**Task goal:** The word to look for is "deepest". Report every line of the entries below that has it.

**Records shown:**
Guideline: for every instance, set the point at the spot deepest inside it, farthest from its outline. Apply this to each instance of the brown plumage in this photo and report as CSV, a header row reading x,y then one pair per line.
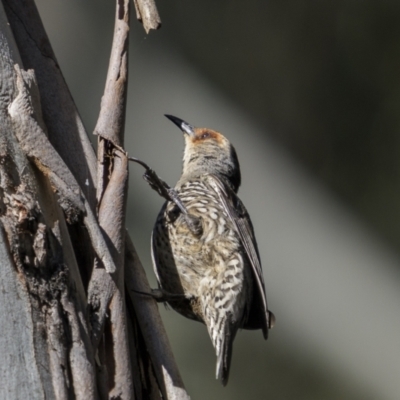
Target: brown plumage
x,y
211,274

--

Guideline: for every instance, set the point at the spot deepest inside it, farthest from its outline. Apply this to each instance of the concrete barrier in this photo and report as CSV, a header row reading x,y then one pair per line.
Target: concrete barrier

...

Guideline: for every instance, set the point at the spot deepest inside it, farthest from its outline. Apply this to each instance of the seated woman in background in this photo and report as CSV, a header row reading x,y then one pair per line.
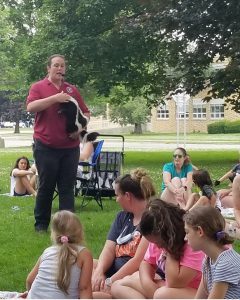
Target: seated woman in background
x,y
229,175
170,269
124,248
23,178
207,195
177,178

**Task response:**
Guideline: for every instance, set the point at the spot deepest inside it, farthest from its outline. Apply this to each instance of the brown plumage in this photo and report as CSV, a header row reading x,y then one pair per line.
Guideline: for every instance, set the point at the spot deepest inside it, farthest from its outline. Apply this to each instance of the concrete barrier in this photo and report as CSV, a header row reading x,y then one pair per line.
Guideline: for every instance, set the point at the spot deepest inside it, farthest from its outline. Apply this to each instance of the seated woman in background in this photo and report as CSV, a header row reading x,y then one pair per line.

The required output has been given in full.